[BEGIN Provided information]

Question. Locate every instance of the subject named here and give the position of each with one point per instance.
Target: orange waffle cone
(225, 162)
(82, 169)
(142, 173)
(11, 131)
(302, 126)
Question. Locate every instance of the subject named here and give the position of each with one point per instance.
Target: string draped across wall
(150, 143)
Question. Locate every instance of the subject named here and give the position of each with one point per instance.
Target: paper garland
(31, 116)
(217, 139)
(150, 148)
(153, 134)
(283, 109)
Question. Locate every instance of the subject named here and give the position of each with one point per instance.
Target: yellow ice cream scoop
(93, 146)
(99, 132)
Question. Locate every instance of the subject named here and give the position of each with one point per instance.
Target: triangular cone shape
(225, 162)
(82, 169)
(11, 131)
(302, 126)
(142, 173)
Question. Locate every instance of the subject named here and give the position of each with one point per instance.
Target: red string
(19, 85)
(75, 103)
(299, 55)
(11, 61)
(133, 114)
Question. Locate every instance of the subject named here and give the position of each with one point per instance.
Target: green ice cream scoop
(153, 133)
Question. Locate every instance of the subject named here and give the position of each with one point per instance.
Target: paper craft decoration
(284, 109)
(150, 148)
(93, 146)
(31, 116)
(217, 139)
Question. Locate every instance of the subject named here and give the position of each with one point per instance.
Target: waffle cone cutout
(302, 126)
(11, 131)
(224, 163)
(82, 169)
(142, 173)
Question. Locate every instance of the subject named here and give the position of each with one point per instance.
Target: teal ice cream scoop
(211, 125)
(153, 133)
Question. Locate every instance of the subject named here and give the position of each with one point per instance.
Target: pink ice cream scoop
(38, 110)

[END Provided information]

Pull out each line of the records that contains the string "Target". Only matches with the same capitalization count.

#### [Exercise answer]
Target: orange waffle cone
Target: string draped across wall
Target: paper garland
Target: yellow ice cream scoop
Target: triangular cone shape
Target: red string
Target: green ice cream scoop
Target: paper craft decoration
Target: waffle cone cutout
Target: teal ice cream scoop
Target: pink ice cream scoop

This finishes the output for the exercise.